(Task item) The expected copy holds every entry exactly and none of the pictures.

Stored data entries
╭──
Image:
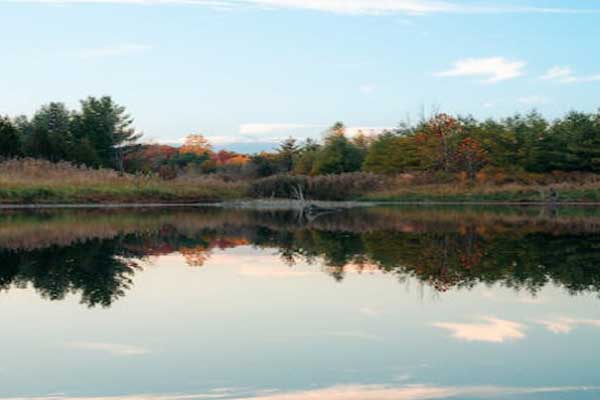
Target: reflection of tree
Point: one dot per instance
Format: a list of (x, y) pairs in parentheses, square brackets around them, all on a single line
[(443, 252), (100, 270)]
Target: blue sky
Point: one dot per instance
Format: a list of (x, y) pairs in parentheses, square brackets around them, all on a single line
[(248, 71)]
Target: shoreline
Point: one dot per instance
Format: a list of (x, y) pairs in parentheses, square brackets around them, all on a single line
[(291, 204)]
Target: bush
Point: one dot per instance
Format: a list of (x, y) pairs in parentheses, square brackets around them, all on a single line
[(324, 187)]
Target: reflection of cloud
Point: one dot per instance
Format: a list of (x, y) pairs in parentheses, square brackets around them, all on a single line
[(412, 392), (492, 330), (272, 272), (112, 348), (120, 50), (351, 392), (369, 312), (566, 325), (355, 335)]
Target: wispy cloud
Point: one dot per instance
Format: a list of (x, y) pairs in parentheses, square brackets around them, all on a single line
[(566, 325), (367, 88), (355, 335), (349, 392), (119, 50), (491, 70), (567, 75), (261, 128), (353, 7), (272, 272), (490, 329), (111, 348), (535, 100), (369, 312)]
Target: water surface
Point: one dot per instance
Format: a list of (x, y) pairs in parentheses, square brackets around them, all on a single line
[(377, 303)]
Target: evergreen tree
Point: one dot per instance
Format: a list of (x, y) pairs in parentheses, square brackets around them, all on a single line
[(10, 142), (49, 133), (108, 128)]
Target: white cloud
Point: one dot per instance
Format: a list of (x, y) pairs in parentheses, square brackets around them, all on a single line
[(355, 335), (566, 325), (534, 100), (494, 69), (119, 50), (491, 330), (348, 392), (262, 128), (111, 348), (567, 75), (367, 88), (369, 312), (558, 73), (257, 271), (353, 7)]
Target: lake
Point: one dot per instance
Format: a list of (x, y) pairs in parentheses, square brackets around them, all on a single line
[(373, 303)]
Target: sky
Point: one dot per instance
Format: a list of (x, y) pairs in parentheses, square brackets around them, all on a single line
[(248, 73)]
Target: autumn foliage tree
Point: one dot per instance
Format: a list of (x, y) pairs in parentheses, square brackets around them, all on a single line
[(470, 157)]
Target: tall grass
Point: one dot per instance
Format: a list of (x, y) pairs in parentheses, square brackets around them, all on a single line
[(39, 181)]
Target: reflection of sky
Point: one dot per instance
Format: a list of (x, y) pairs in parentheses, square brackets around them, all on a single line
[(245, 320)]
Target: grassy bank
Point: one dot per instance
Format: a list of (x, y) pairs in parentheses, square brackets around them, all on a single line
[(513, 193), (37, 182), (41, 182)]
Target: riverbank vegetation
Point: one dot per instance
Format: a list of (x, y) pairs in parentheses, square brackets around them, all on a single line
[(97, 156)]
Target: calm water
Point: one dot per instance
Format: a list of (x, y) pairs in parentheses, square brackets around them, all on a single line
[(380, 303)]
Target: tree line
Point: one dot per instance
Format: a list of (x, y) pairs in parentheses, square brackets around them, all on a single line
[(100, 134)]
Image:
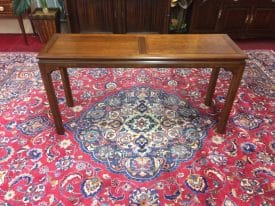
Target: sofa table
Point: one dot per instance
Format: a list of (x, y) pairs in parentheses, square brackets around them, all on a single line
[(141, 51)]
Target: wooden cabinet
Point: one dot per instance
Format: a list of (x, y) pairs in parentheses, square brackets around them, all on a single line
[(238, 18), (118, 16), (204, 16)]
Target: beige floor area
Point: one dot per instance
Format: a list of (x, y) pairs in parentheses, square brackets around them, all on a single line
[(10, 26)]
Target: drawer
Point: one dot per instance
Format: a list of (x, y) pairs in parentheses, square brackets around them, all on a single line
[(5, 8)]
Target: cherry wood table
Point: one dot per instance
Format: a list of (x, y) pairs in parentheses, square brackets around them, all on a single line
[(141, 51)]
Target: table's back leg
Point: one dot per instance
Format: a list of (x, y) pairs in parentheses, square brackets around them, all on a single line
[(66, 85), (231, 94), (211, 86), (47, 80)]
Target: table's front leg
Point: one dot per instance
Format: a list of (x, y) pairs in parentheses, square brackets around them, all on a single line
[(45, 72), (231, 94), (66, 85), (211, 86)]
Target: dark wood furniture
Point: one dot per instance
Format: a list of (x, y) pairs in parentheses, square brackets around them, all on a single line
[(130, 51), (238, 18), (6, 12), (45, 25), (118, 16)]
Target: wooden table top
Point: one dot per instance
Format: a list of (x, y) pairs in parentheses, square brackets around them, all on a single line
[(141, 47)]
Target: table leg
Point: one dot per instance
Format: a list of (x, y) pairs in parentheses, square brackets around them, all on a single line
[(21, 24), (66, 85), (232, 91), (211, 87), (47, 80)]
╰──
(Exercise solution)
Image:
Target: reflection of tree
Point: one dot per instance
Format: a list of (x, y) pairs in parentheses, square brackets around them, all on a single line
[(443, 252), (100, 270)]
Target: blue sky
Point: one dot per instance
Format: a list of (x, y) pairs in parentheses, square brackets around them, all on a single line
[(248, 71)]
Target: shoreline
Point: one dot per instance
Format: a list of (x, y) pairs in parentheses, square brackets around them, all on a single line
[(291, 204)]
Target: bush
Point: one dot per instance
Format: a list of (x, y) pairs in parentheses, square brackets around them, all on a single line
[(324, 187)]
Target: reflection of cloud
Point: one dot per instance
Format: a list of (x, y) pairs in parentheses, square brackets around them, all on a single line
[(412, 392), (492, 330), (272, 272), (112, 348), (120, 50), (351, 392), (369, 312), (566, 325), (355, 335)]
Target: wispy cloud
Point: one dot per instance
Format: a list of (x, y) pairs in parentheses, square brackets around them, all on a single line
[(566, 325), (367, 88), (355, 335), (349, 392), (119, 50), (491, 70), (567, 75), (261, 128), (353, 7), (272, 272), (490, 329), (111, 348), (535, 100), (369, 312)]
Target: water surface
Point: one dot per instance
Format: a list of (x, y) pairs in parentheses, square brackets around them, all on a single line
[(377, 303)]
Target: evergreen tree
Point: one dot per instance
Format: a list of (x, y) pairs in parentheses, square brackets around them, all on a single line
[(10, 142), (49, 133), (108, 128)]
Target: white cloud
Point: one dot per instance
Format: a list of (x, y) pairs in parentheses, square brackets around them, all on a single line
[(355, 335), (566, 325), (534, 100), (494, 69), (119, 50), (491, 330), (348, 392), (262, 128), (111, 348), (567, 75), (367, 88), (369, 312), (558, 73), (257, 271), (353, 7)]
Target: lake
Point: one dot per instance
Format: a list of (x, y) pairs in parentheses, square brackets around them, all on a single line
[(373, 303)]
Target: sky
Point: one dot per instance
Format: a list of (x, y) pairs in parentheses, square brackets around them, all on a single line
[(248, 73)]
Target: autumn foliage tree
Point: one dot per instance
Format: a list of (x, y) pairs in parentheses, square brackets around them, all on a single line
[(470, 157)]
Target: tall grass
Point: one dot per instance
Format: a list of (x, y) pairs in parentheses, square brackets around them, all on a single line
[(39, 181)]
Target: reflection of sky
Point: one dot per instance
Format: a list of (x, y) pairs in parentheses, square brackets around them, all on a single line
[(245, 320)]
Target: grassy bank
Point: one dot per instance
Format: a list of (x, y) pairs in parentheses, square brackets around them, all on a single line
[(513, 193), (37, 182), (41, 182)]
Target: riverbank vegetation
Point: one dot per instance
Format: a list of (x, y) pairs in parentheses, square brackets around them, all on a single line
[(97, 156)]
Target: calm water
Point: one dot per instance
Format: a list of (x, y) pairs in parentheses, square brackets around them, all on a single line
[(380, 303)]
Target: tree line
Point: one dot per instance
Format: a list of (x, y) pairs in parentheses, square brackets around them, all on a single line
[(100, 134)]
Image:
Target: sofa table
Point: one dot per instance
Format: a list of (x, y) pairs in parentheses, square brackets around them, all on a single line
[(141, 51)]
Target: wooden cabinet
Point: one dot per instance
Format: a list of (x, y) pairs in parentheses, square brackets around them, all on a single line
[(238, 18), (118, 16), (204, 16)]
Target: beige floor area
Point: one dot per instance
Format: a list of (x, y) pairs in parentheses, square brackets around them, all on a single line
[(10, 26)]
Target: drawer
Point: one dot per instance
Format: a list of (x, y) pairs in parentheses, square brackets around them, all on a single line
[(5, 8)]
Target: cherry wood table
Point: one dot per instance
Format: a list of (x, y) pairs in parentheses, square brackets around them, all on a single line
[(141, 51)]
Target: table's back leg
Point: one dot per instance
Format: a list of (x, y) pairs in parentheses, square brackets around them, all on a single line
[(66, 85), (231, 94), (211, 86), (47, 80)]
Target: table's front leg
Point: one dot per instance
Format: a list of (x, y) pairs in parentheses, square brackets around them, all on a single line
[(45, 72), (231, 94), (66, 85), (211, 86)]
Target: dark wood furniture
Point: one dot per instance
Format: a list of (x, y) pairs in parentheses, square brackets around them, all on a single line
[(130, 51), (238, 18), (6, 12), (45, 25), (118, 16)]
Target: wooden table top
Point: one dot per instance
Format: a list of (x, y) pairs in parentheses, square brackets around them, all on a single line
[(141, 47)]
Target: table leg
Point: one dot per instance
Format: a list of (x, y) pairs in parentheses, square brackets around them, all on a single line
[(21, 24), (66, 85), (232, 91), (211, 87), (47, 80)]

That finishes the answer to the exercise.